>>>>>

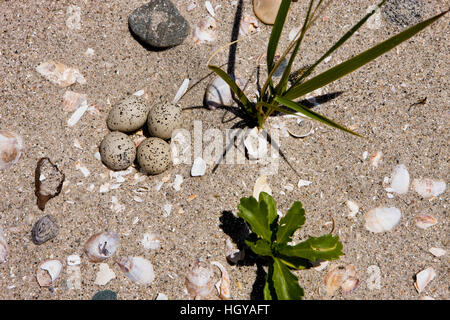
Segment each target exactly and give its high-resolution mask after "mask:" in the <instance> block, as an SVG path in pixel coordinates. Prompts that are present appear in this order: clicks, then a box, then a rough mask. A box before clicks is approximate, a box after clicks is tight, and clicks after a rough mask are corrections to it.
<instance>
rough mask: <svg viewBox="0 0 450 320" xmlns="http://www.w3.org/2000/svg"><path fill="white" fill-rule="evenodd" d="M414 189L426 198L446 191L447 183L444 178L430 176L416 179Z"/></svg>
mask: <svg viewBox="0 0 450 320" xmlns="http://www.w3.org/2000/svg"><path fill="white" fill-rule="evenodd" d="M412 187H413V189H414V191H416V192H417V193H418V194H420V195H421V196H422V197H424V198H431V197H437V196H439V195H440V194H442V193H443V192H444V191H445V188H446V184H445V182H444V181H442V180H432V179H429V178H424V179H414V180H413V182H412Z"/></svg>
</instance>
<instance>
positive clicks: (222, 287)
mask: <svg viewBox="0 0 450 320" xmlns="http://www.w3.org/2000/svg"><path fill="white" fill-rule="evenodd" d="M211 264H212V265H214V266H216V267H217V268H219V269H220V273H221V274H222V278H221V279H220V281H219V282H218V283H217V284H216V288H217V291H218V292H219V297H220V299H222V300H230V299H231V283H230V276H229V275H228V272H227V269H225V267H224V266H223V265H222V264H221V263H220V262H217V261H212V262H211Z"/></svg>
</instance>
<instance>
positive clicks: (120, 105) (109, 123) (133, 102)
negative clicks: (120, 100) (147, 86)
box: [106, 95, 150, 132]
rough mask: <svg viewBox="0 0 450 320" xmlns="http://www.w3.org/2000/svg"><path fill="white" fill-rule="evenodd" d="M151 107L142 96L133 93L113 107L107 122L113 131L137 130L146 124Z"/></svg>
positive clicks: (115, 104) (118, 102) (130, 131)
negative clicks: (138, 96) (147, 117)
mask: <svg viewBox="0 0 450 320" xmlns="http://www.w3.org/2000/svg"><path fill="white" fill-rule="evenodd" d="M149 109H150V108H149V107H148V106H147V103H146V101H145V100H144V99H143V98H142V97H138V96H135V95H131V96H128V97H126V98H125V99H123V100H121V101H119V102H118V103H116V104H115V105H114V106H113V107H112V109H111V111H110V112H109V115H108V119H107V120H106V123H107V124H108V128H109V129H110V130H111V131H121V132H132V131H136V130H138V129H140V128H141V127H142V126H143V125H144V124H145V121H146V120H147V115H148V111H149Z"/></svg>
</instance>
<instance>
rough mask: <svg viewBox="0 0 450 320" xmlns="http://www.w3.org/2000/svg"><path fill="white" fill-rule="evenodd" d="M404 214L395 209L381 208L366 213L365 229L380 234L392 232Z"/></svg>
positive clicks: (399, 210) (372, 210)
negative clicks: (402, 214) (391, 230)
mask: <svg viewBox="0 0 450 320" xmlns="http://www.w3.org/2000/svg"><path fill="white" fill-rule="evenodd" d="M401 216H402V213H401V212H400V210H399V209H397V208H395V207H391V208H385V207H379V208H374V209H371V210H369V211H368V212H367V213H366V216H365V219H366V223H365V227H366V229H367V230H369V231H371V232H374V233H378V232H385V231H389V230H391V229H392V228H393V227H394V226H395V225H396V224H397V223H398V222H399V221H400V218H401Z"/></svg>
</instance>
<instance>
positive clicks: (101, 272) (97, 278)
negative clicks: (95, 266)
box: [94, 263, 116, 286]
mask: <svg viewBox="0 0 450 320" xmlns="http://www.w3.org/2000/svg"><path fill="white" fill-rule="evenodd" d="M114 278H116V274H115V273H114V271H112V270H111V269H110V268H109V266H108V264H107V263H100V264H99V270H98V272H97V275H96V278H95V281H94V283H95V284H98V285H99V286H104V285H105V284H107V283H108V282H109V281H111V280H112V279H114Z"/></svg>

<<<<<

## Assigned task
Please report each line of the records above that contains the word "positive", counting only matches with the same case.

## Result of the exercise
positive clicks: (222, 287)
positive clicks: (120, 105) (109, 123) (133, 102)
positive clicks: (115, 104) (118, 102) (130, 131)
positive clicks: (399, 210) (372, 210)
positive clicks: (101, 272) (97, 278)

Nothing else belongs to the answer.